-- START Data to use --

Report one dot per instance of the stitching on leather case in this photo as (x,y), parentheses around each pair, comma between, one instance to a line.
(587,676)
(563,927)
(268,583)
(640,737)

-- END Data to use --

Express the rows above as a two-column CSV headed request and answer, with one line per row. Put each value in a single quoted field and replace line breaks with spaces.

request,answer
"Report one dot per instance of the stitching on leather case in this photo as (x,y), parentheses around each pair, comma between, one instance to a line.","(587,676) (563,927) (268,583) (640,737)"